The records underneath are to be repeated exactly, with the pictures left out.

> _Entries provided_:
** START **

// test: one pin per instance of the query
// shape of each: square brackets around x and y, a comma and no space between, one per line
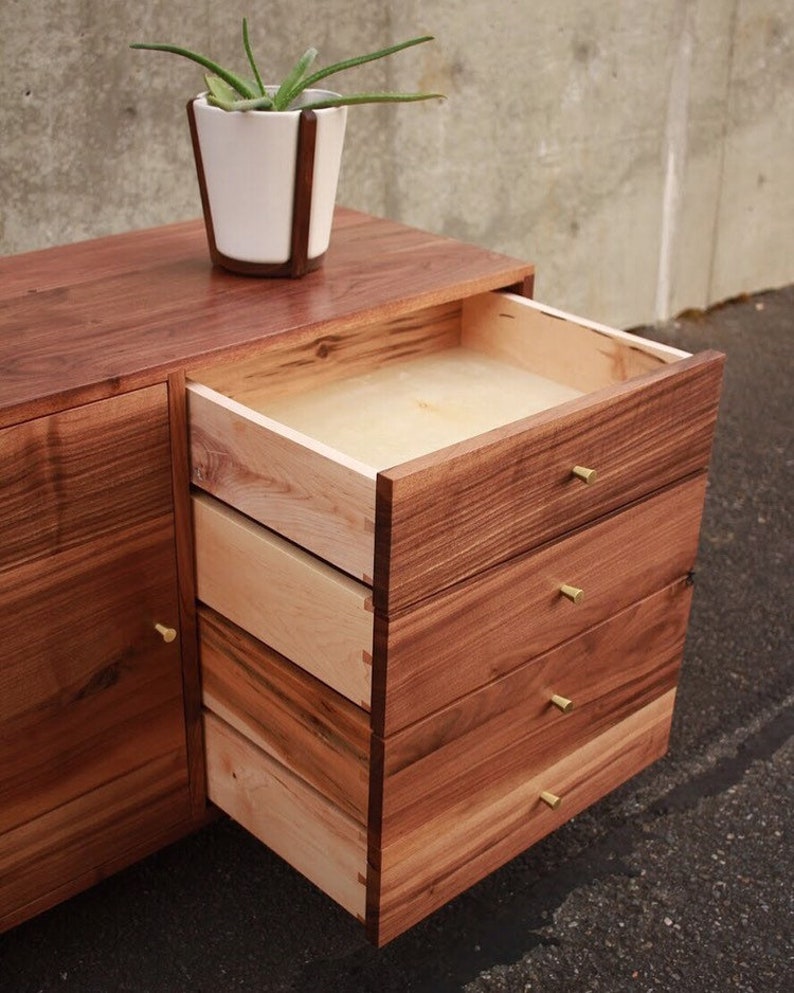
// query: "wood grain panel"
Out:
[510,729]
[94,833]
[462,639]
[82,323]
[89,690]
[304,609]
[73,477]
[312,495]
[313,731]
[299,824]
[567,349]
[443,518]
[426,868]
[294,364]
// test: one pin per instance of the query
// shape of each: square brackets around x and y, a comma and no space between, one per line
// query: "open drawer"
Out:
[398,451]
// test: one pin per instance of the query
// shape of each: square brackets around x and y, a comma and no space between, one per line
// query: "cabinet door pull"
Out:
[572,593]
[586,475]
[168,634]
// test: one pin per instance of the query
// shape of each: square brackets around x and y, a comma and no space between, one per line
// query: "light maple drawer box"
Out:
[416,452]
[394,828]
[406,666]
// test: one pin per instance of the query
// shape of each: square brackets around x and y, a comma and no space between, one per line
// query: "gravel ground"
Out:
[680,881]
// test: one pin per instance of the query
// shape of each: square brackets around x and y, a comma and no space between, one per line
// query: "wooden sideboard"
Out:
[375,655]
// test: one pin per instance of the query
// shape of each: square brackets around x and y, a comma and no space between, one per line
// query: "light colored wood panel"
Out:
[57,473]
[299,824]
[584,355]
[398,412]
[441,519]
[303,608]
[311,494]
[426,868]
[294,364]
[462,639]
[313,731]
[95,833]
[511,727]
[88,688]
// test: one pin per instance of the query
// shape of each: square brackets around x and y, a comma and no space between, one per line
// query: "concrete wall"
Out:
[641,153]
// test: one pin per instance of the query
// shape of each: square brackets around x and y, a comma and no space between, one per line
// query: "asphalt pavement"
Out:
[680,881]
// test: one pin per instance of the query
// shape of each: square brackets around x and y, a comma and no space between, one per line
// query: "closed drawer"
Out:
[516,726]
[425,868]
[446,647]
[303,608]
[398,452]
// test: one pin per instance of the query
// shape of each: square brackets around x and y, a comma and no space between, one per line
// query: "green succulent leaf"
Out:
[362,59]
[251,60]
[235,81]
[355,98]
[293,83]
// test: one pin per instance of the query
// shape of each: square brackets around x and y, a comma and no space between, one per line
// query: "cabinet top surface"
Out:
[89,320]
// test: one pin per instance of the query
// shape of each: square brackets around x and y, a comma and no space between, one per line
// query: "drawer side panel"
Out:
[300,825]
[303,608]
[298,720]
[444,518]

** END **

> _Response to the exercise_:
// test: one pin per instance of the query
// shape of each: square brackets around x and y, a comma and no space between, one per line
// query: "wood grain panel"
Out:
[510,729]
[94,833]
[462,639]
[82,323]
[89,690]
[304,609]
[73,477]
[312,495]
[313,731]
[299,824]
[567,349]
[443,518]
[426,868]
[294,364]
// test: one pin per instance of the query
// shape of each: square brackets around x and y, a comma and no space between, one per line
// query: "open drawer"
Out:
[398,451]
// test: one pin per instance of the query
// shape of each: square brackets around x and y, a comma and no space between, one per line
// query: "cabinet door pull"
Out:
[572,593]
[586,475]
[168,634]
// test: one pin per instance of the query
// shape of each: square brackets around x and y, a comma and no space between, one per line
// query: "light maple drawer box"
Out:
[416,452]
[394,828]
[406,666]
// test: one pin per instance of the query
// shape of each: square brackets around x and y, a comma and no space between, one per line
// query: "gravel ground"
Out:
[680,881]
// test: one pin per instance of the query
// shape of each: square brackets around x and y, a comma and no space between, one per line
// query: "wooden sideboard"
Out:
[375,655]
// test: one pin per instance of the query
// shape of each: square brackets around x and y, a comma and no space between, one per line
// query: "light colored wood panel"
Out:
[57,473]
[299,824]
[584,355]
[398,412]
[441,519]
[303,608]
[311,494]
[426,868]
[294,364]
[462,639]
[313,731]
[95,833]
[511,727]
[88,688]
// test: one pin per instance of the query
// shape of each: square brackets around x and y, a comma and no space between, one per line
// query: "concrete wall"
Out:
[641,153]
// test: one pin per instance of the query
// shape of each: square brackets around x and y, a comma and no space between, one per line
// query: "asphalt pavement"
Out:
[680,881]
// test: one pin per instance of the query
// shape of each: square brackets around x and y, a comma and no space between, one per line
// query: "closed drawer"
Out:
[516,726]
[425,868]
[446,647]
[303,608]
[398,452]
// test: one pin per instance of the query
// shape of each: square brackets around x and y, a comma and no space between, one per line
// query: "green succulent leaf"
Out:
[362,59]
[251,60]
[235,81]
[355,98]
[293,83]
// test: one pin per instance of the query
// shape of each: square brackets around x and y, a comma and no space between, one per line
// query: "cabinet top surface"
Out:
[89,320]
// test: one pin per instance of the query
// shape of each: square brackets around x and y, a comma and no space between, one per line
// query: "drawer side panel"
Out:
[300,825]
[303,608]
[298,720]
[444,518]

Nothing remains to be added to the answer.